Where a line in the listing below holds "like", add it to the tally, and reply with that tally alone.

Data for this task: Begin

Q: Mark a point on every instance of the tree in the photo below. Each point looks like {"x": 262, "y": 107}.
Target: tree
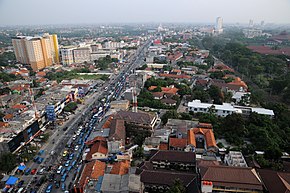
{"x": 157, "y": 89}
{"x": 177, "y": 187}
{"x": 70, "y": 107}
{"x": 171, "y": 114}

Data for this task: End
Data for this task: Begin

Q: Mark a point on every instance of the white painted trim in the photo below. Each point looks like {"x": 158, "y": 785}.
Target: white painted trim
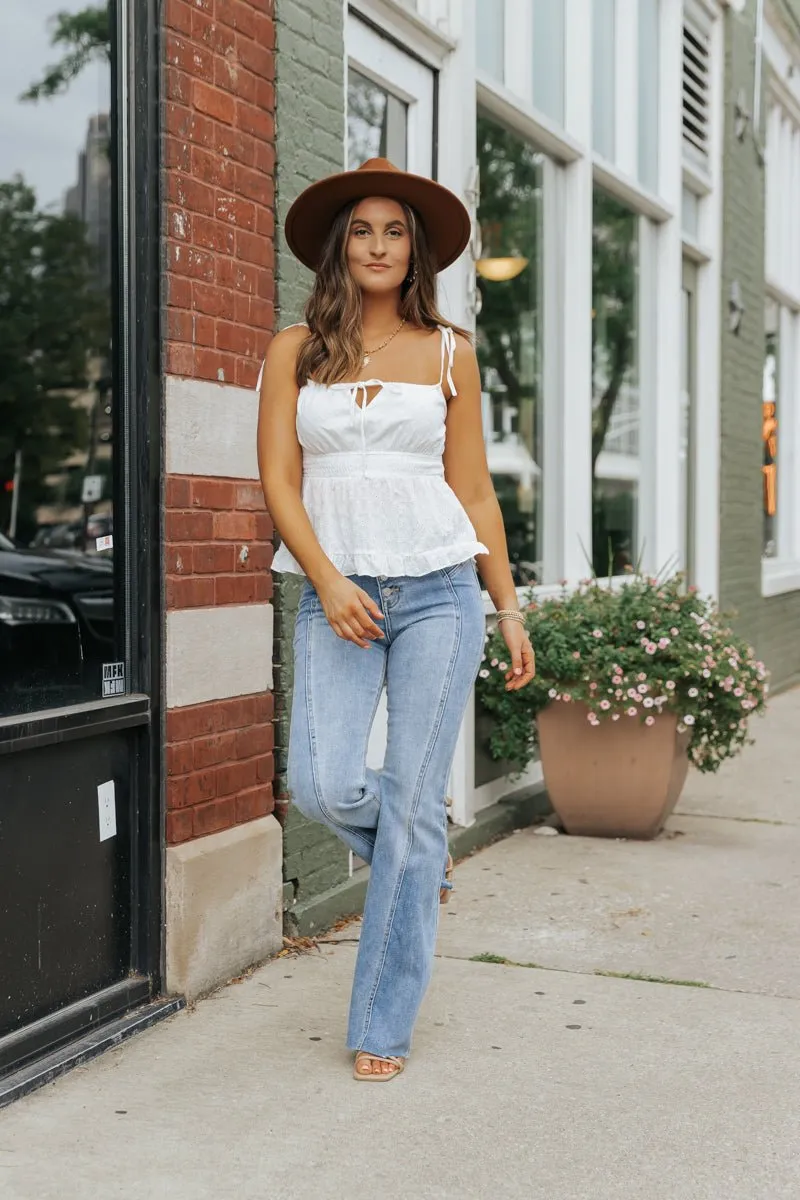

Data for this task: End

» **Output for this exercise**
2